PROBLEM DETAILS:
An exact, complete copy of the data that follows is needed.

THE DATA:

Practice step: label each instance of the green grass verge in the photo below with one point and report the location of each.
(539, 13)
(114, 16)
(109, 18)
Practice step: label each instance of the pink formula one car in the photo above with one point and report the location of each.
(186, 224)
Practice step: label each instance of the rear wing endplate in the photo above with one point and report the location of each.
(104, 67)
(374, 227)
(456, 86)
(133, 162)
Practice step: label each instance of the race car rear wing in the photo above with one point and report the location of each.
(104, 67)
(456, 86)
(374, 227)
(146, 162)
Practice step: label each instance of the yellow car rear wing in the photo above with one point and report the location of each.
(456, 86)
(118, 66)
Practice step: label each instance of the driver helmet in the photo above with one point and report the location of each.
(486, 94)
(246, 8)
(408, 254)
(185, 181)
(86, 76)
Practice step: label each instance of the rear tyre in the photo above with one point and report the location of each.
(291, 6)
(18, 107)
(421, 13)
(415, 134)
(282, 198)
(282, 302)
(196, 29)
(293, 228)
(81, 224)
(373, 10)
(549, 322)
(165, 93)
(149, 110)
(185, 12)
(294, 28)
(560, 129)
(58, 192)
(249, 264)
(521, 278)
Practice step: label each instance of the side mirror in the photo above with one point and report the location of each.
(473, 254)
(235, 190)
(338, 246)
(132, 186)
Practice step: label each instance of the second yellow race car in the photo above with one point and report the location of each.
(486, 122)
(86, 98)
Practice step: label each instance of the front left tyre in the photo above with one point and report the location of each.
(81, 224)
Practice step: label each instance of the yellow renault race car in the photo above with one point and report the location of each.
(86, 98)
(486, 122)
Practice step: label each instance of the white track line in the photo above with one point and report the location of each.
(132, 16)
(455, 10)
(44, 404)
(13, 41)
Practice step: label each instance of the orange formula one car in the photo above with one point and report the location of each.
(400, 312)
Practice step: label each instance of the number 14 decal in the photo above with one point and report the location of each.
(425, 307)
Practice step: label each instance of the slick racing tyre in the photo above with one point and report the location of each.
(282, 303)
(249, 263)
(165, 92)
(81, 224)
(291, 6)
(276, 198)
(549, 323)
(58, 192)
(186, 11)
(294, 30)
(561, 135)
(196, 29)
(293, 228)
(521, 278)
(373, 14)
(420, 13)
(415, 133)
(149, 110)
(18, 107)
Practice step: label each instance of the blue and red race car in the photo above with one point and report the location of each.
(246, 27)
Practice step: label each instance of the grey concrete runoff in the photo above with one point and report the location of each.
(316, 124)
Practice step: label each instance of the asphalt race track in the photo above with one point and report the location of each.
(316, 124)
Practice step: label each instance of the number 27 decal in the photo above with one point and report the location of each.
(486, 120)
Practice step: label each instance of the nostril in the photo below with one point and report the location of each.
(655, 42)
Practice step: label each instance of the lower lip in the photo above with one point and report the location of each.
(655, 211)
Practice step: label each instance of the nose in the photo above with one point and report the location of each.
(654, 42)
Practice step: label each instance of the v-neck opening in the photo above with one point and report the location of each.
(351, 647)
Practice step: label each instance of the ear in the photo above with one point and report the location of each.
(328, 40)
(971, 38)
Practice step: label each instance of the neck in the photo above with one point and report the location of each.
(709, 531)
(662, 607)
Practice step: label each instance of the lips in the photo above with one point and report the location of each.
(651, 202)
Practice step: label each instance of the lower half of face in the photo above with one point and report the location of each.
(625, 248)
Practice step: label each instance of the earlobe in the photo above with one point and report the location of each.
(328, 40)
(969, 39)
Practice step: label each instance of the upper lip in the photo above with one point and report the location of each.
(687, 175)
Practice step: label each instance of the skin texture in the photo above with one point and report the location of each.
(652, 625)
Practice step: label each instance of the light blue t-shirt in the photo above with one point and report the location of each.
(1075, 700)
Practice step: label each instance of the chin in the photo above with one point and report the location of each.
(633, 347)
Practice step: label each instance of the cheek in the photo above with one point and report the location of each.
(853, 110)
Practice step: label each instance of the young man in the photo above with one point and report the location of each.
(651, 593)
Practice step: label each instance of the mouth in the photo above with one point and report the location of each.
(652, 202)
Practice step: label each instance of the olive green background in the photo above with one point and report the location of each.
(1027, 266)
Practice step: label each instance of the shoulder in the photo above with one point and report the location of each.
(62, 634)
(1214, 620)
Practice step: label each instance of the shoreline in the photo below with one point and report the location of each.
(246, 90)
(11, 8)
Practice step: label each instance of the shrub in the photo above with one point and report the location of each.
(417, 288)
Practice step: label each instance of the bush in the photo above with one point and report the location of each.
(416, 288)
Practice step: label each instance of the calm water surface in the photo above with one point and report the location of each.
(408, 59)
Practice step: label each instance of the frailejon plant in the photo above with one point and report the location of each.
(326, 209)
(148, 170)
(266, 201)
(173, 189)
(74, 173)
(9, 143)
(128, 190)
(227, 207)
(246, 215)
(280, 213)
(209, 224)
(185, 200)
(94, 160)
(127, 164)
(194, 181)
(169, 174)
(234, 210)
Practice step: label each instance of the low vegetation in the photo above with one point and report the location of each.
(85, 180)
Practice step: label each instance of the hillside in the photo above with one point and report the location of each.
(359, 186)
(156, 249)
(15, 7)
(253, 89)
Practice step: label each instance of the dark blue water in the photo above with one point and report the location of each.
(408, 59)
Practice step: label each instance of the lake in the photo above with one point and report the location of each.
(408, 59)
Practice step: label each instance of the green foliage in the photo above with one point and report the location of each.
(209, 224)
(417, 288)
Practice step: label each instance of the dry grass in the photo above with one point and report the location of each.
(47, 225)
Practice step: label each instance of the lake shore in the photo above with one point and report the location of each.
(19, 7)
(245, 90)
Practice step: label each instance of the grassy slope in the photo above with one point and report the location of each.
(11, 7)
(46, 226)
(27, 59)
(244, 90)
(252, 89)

WRITTEN ANSWER:
Practice step: label each instance of the green grass verge in the photo below with one point and report the location of each.
(539, 13)
(114, 16)
(109, 18)
Practice step: label each instance of the pink formula one car in the photo above with one point and report the location of each.
(186, 224)
Practice step: label each instance of the rear wing endplate in the photo above with one point and report the location of each.
(104, 67)
(374, 227)
(456, 86)
(133, 162)
Practice step: label each instance of the race car rear wing in the photo above with one point and report the location of each.
(104, 67)
(456, 86)
(374, 227)
(146, 162)
Practice step: label each instance of the yellow car rear wing in the photo above with one point and report the location of each.
(456, 86)
(118, 66)
Practice step: label each instance of the driver helmet in the photo above with one point and report the location of each.
(486, 94)
(246, 8)
(408, 254)
(185, 181)
(86, 76)
Practice step: label each instance of the rear tyre in the photo above with one point and report the location of each.
(291, 6)
(18, 107)
(421, 13)
(415, 134)
(282, 198)
(282, 302)
(196, 29)
(293, 228)
(81, 224)
(373, 10)
(549, 322)
(165, 93)
(149, 110)
(185, 12)
(294, 28)
(560, 129)
(58, 192)
(249, 264)
(521, 278)
Practice step: label each instance of the side mirror in the photo above with one point and report the location of each.
(473, 254)
(235, 190)
(338, 246)
(132, 186)
Practice step: label each instance of the second yellow race car in the photo above with one point and report the location of each.
(486, 122)
(86, 98)
Practice step: label each instance of the front left tyre in the photo above with one point and report the location of each.
(81, 224)
Practice step: label each instance of the yellow renault race car in the photo above with one point and report the location of each.
(86, 98)
(486, 122)
Practice step: label each instance of the white track line in the photo above with one point and report the location of each.
(132, 16)
(455, 10)
(44, 404)
(13, 41)
Practice step: label each instance of the orange formula one car in the photo above with one point and report the location of each.
(400, 312)
Practice step: label each instance of the number 14 decal in the photo above with one point and report the location of each.
(425, 307)
Practice step: label each instance of the slick racing tyre in the photo above with one point and report the location of each.
(282, 303)
(249, 263)
(165, 92)
(81, 224)
(291, 6)
(276, 198)
(549, 323)
(58, 192)
(186, 11)
(294, 30)
(561, 135)
(196, 29)
(293, 228)
(521, 278)
(373, 14)
(420, 13)
(415, 133)
(149, 110)
(18, 107)
Practice step: label each instance of the blue and red race car in the photo above with one point and report the location of each.
(246, 27)
Practice step: label each instance of the grey concrete runoff in the photo above with one point and report the location of each.
(316, 124)
Practice step: label each instance of the asphalt race track in the photo above with one point and report the location of each.
(316, 124)
Practice step: label each instance of the number 27 decal in the photo above with one point and report the location of each.
(486, 120)
Practice step: label each instance of the nostril in the photo below with one point and report the location of each.
(655, 42)
Practice step: label each instance of the lower lip in the photo above with one point and report the location of each.
(655, 211)
Practice step: label each instance of the nose in the photo above with one point and report the location of each.
(654, 42)
Practice step: label each instance of the v-neck opening in the photo above with one point and report the location of each.
(351, 647)
Practice step: label each instance of the ear in the photo above with one point and report the location of each.
(328, 40)
(971, 38)
Practice step: label each instance of the neck in the photo above with one point and report the location of each.
(709, 531)
(662, 607)
Practice step: label each instance of the lips in the photo above with one point and report the location of each.
(651, 202)
Practice step: label each instance of the lower half of face in the photo above with one point and report the location of each.
(625, 248)
Practice step: label each instance of the earlobe in the photo above with one point and report the location of each.
(328, 40)
(969, 39)
Practice step: label each instance of the upper lip in the photo above with one point and report the location of each.
(687, 175)
Practice step: label each instance of the skin texture in the photo above with one point and report the location of each.
(652, 625)
Practice step: label each instance of the light blue t-shirt in the photo above with one point and report the location of each.
(1075, 700)
Practice step: label each instance of the chin in the photo above with one point and report the location of each.
(633, 347)
Practice step: label each instance of the cheek in the photo above with one point and report the location of each.
(853, 110)
Practice step: label each instance of the young man in the photo above with one point and report the location of each.
(651, 593)
Practice step: label each instance of the mouth in the photo above with one point and report the location of each.
(652, 202)
Practice step: label each instance of the olive green background in the photo above with one point and report the location of each.
(1027, 266)
Practice step: label each instance of the shoulder in the photo above with one point and report the location of each.
(62, 634)
(1214, 620)
Practice step: label each instance of the shoreline in the photo below with one point and report the location of each.
(246, 90)
(11, 8)
Practice step: label each instance of the shrub in the photo above with one point and report the location of each.
(417, 288)
Practice step: label each instance of the bush in the photo above with one point and report the location of each.
(416, 288)
Practice step: label each instance of the calm water surface in the photo above with one point and report the location of each.
(408, 59)
Practice step: label each instance of the frailejon plant in the photo above with one point and report the location of each.
(326, 209)
(148, 170)
(266, 201)
(173, 189)
(74, 173)
(9, 143)
(128, 190)
(227, 207)
(246, 215)
(280, 213)
(209, 224)
(185, 200)
(94, 160)
(127, 164)
(194, 181)
(169, 174)
(234, 210)
Practice step: label each instance of the low vegetation in the photo above with one point and report the location of each.
(85, 180)
Practice step: label each instance of the hillside in the photo above with one point and report the location of each.
(359, 186)
(156, 249)
(15, 7)
(253, 89)
Practice step: label each instance of the dark blue water in the photo above with one point and report the location of each.
(408, 59)
Practice step: label each instance of the lake in the photo above with one point and report the location of each.
(408, 59)
Practice step: label each instance of the green foliage in the photo above with one point and report the location of each.
(209, 224)
(417, 288)
Practice step: label each instance of the dry grass in the photo above with one point and report the location of each.
(47, 225)
Practice step: label each instance of the lake shore in the photo above with one point and report the location of each.
(19, 7)
(245, 90)
Practice step: label each instance of the grassy slope in the photo above with one point and report the location of each.
(11, 7)
(46, 226)
(27, 59)
(244, 90)
(252, 89)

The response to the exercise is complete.